Caffeine seems to be everywhere you look nowadays. Besides the usual coffee and tea consumption, caffeine can be found in gels, gum and aspirin. When it comes to caffeine in sports nutrition, it can either enhance or regress an athlete's abilities.

Physical Stress: Known and Unknown

Caffeine can stress the body, without an athlete even realizing it. For instance, a dark roast coffee bean has less caffeine than a light roast bean. If you're going for a ten mile run and drank a dark roast coffee at breakfast, your caffeine peak may have already begun to recede. This crash can make you reach for a caffeinated energy product. However, if you drink caffeine close to a strenuous workout, there is a risk of putting unnecessary strain on the heart. When cooling down from a workout,take note of your pulse before reaching for caffeine. Many athletes afflicted with a headache after a workout may grab an aspirin. Two Extra Strength Excedrin have one hundred and thirty grams of pharmaceutical grade caffeine. This is equivalent to about one cup of coffee. The heart and other organs may once again be at risk. Assessing these simple choices could make an adjustment that may give you that extra edge needed to enhance your workout. Talk to your doctor about your medical history and how caffeine may apply.

Know Your Limits

Ingesting caffeine one hour prior to a workout can sometimes help stamina and endurance. Below is a list of common foods and their approximate caffeine content. Knowing the amount of caffeine you ingest and how you react to it can give you that extra edge in not only your physical but mental performance as well.

▶ Data extract
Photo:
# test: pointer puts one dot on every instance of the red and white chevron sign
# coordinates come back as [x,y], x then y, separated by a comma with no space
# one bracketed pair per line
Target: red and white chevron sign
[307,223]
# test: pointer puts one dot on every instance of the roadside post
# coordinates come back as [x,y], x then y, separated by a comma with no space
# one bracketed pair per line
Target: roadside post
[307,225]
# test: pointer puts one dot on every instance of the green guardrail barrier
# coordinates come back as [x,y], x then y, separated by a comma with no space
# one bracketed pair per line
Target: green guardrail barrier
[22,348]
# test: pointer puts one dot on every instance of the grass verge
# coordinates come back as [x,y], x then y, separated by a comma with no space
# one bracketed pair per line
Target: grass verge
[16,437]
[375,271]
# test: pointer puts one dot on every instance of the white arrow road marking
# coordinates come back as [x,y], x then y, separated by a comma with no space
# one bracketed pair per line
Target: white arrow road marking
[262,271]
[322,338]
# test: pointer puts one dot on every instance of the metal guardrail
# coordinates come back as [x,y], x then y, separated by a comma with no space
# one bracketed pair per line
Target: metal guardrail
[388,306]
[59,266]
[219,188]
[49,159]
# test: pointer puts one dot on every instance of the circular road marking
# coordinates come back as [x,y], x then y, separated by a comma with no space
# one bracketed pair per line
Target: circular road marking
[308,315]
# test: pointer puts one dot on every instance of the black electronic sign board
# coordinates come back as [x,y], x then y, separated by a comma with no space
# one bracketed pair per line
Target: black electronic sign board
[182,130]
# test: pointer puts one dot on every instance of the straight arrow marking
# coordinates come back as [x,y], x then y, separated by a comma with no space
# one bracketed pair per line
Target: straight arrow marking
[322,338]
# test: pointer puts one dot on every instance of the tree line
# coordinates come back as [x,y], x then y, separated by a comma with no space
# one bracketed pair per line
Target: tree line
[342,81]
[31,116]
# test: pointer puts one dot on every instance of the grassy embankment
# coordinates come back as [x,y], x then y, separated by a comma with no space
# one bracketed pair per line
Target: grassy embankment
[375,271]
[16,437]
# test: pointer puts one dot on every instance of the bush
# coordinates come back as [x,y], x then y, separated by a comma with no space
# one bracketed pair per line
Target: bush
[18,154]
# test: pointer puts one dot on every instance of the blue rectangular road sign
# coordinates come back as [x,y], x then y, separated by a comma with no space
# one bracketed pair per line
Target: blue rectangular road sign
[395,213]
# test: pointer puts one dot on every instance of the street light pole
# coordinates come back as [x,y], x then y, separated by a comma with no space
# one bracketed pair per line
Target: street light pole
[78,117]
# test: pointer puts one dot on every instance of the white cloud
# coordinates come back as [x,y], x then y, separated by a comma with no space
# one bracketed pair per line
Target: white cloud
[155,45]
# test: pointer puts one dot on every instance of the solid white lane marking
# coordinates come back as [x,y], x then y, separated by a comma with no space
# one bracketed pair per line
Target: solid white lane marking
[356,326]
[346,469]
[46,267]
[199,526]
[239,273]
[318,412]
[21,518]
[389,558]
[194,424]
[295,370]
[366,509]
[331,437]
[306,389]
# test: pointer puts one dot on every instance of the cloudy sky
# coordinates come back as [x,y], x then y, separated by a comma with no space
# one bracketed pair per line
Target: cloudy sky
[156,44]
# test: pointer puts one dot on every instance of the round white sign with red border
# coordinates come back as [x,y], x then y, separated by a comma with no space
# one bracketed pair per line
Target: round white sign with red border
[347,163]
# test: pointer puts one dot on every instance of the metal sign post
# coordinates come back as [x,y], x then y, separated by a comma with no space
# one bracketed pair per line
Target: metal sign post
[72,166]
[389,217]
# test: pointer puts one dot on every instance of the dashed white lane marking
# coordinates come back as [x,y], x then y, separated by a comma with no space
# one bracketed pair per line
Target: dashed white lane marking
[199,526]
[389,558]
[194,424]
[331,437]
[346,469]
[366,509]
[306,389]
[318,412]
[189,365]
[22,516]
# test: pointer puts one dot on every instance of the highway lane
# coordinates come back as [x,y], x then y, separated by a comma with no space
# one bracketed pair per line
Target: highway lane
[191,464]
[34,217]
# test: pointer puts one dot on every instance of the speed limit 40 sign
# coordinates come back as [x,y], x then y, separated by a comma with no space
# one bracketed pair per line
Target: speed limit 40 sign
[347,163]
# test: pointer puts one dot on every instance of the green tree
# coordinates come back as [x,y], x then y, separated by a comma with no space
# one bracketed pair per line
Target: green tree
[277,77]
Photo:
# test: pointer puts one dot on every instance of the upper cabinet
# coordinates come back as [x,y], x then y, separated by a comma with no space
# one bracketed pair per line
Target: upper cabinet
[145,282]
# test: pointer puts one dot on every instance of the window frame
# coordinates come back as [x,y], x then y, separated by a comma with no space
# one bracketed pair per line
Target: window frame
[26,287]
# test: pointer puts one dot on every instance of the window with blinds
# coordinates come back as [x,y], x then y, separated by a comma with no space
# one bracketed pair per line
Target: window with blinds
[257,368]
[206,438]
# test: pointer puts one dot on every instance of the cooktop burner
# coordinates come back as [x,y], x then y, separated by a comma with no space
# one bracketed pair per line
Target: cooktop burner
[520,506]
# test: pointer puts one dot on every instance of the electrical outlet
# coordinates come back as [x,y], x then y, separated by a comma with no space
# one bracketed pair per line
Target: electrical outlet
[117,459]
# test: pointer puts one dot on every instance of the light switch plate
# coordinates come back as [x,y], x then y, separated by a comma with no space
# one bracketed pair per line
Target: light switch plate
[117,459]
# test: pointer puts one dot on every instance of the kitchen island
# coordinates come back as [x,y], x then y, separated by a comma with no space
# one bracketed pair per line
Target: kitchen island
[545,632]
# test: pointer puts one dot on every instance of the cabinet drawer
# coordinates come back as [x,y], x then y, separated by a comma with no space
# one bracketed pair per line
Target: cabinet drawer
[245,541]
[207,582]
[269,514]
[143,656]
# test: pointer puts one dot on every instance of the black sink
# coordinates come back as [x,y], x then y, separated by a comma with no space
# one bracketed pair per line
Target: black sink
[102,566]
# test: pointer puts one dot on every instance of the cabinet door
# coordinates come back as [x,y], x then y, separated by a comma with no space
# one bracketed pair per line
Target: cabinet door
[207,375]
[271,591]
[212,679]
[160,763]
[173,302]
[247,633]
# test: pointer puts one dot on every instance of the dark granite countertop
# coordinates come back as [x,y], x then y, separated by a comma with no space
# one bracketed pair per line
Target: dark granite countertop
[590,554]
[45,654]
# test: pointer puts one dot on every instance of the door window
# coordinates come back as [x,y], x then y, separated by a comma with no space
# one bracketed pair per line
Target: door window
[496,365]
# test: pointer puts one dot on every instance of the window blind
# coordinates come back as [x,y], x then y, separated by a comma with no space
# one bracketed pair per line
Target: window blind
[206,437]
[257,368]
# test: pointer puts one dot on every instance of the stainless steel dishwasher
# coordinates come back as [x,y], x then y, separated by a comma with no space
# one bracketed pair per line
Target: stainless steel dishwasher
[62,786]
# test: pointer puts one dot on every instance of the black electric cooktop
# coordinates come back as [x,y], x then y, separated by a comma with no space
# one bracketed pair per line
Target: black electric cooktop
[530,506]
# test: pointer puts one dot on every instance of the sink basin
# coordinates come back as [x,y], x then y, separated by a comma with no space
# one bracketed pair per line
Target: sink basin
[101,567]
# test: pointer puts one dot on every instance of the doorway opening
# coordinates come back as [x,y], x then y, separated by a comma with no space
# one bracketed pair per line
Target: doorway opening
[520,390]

...

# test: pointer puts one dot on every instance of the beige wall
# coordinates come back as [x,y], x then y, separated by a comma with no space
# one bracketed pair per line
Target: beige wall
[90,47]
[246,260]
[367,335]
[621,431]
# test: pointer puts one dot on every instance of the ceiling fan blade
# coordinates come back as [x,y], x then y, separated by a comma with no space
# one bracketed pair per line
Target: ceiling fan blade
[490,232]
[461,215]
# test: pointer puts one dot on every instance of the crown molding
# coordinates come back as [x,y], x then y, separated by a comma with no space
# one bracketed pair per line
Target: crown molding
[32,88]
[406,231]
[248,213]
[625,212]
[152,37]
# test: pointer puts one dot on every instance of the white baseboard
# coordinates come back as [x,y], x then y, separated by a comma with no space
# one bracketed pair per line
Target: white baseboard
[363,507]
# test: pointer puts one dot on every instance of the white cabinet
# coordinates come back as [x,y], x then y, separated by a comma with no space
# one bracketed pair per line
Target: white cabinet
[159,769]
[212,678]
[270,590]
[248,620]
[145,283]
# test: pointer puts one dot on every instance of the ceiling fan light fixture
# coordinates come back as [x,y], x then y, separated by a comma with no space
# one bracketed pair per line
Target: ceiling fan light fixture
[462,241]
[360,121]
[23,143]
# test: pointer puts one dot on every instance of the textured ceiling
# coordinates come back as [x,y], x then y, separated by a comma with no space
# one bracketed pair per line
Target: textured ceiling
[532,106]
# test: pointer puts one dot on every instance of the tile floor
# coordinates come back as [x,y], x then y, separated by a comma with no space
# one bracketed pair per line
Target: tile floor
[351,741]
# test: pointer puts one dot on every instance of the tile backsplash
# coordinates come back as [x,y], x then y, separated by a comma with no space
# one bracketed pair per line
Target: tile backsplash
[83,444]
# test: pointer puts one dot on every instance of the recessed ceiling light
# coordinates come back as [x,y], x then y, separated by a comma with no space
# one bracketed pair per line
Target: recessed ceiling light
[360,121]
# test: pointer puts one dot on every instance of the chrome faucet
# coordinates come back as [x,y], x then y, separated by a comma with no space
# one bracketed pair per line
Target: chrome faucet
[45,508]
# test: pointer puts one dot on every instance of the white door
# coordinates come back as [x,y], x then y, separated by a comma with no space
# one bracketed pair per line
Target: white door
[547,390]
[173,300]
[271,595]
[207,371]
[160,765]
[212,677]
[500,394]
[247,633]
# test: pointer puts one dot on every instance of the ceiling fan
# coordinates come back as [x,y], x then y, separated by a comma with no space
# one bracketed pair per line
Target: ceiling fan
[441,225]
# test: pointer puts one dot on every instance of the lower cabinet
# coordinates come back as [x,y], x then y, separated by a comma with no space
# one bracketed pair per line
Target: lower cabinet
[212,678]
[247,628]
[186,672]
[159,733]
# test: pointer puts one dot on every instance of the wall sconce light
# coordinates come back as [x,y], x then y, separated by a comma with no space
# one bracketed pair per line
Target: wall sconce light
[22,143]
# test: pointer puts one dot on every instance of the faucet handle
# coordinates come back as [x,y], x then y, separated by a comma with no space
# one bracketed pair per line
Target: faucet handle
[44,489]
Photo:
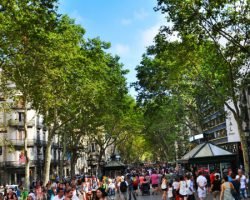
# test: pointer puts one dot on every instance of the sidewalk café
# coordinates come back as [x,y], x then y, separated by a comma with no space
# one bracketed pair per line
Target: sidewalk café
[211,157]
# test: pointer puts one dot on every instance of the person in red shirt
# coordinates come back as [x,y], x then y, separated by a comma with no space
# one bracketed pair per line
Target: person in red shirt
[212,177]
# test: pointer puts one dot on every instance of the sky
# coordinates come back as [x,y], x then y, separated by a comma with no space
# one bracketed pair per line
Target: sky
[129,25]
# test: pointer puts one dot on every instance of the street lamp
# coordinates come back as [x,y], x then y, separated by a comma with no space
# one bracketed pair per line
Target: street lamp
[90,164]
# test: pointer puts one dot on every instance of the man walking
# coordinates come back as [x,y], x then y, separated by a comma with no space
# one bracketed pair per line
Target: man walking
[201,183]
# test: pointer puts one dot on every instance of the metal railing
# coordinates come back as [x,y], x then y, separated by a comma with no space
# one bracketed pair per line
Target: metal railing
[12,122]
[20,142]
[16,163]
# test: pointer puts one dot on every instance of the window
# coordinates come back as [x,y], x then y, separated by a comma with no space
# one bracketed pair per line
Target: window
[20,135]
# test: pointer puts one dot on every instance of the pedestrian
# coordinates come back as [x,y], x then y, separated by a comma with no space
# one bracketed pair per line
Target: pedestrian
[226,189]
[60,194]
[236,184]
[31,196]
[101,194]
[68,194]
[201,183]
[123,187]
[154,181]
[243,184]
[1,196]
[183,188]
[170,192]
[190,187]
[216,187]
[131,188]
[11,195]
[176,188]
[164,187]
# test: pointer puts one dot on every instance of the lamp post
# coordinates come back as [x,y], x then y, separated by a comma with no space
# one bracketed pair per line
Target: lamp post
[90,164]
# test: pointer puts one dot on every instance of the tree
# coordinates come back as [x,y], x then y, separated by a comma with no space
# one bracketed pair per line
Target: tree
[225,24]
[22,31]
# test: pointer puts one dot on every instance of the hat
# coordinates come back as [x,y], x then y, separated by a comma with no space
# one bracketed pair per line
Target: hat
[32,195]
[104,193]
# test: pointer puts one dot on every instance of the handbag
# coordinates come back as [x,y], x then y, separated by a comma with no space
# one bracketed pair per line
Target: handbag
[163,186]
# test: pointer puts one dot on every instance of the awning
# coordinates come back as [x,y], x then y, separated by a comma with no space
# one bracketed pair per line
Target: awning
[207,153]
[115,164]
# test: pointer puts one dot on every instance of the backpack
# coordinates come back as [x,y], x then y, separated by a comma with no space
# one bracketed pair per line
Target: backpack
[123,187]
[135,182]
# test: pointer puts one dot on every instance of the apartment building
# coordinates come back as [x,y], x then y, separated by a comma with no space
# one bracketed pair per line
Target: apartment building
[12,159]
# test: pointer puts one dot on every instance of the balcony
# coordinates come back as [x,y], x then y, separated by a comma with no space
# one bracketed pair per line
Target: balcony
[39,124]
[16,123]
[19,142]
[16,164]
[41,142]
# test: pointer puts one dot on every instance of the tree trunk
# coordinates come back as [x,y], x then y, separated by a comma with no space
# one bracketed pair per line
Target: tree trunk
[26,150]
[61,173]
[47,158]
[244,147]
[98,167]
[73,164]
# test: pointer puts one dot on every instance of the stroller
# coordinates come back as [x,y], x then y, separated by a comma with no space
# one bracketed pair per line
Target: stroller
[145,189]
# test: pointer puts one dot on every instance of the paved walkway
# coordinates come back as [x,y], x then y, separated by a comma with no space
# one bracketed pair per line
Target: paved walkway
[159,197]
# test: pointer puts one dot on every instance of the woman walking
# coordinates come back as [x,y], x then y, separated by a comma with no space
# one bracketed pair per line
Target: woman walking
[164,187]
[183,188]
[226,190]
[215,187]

▶ Study questions
- a) Render this sentence from the text on caffeine in sports nutrition into Spanish: "Caffeine can stress the body, without an athlete even realizing it."
- b) In the text on caffeine in sports nutrition, which has less caffeine, a dark roast coffee bean or a light roast bean?
- c) Extend the text on caffeine in sports nutrition, picking up after its final sentence.
The data above is separate from the text on caffeine in sports nutrition.

▶ Results for the exercise
- a) La cafeína puede estresar el cuerpo sin que el atleta siquiera se dé cuenta.

- b) A dark roast coffee bean has less caffeine than a light roast bean.

- c)
  • 8 oz. brewed black coffee = 135 mg
  • 8 oz. instant = 95 mg
  • 1 oz. espresso = 30-50 mg
  • 8 oz. green tea = 25-40 mg
  • 8 oz. black tea = 40-70 mg
  • 12 oz. Coca-Cola = 34.5 mg
  • 12 oz. Diet Coke = 46.5 mg
  • 16 oz. Red Bull = 80 mg
  • 1.5 oz. milk chocolate bar = 27 mg
  • 4 oz. ready to eat chocolate pudding = 9 mg
  • Caffeinated Energy Gels = 30-50 mg


You could be suffering from dehydration or acid reflux and not even know why. Caffeine could be the culprit. There is research suggesting that caffeine may dehydrate the body. This still remains a debate, but if a person consumes caffeine and has repeated muscle cramps, there very well could be a link. Water deprived muscles will shrink and contract, causing pain. The skin will also display signs of dehydration. Watch for dry flaking and minimal elasticity. This depends on the amount of caffeine ingested as well as the individual, but if it sounds like you, you may want to look into it.


Caffeine can sometimes induce acid reflux due to its high acidity. If in the middle of a workout you find yourself battling a succession of burning belches, there is a good chance that it's that day’s caffeine bubbling up the esophagus.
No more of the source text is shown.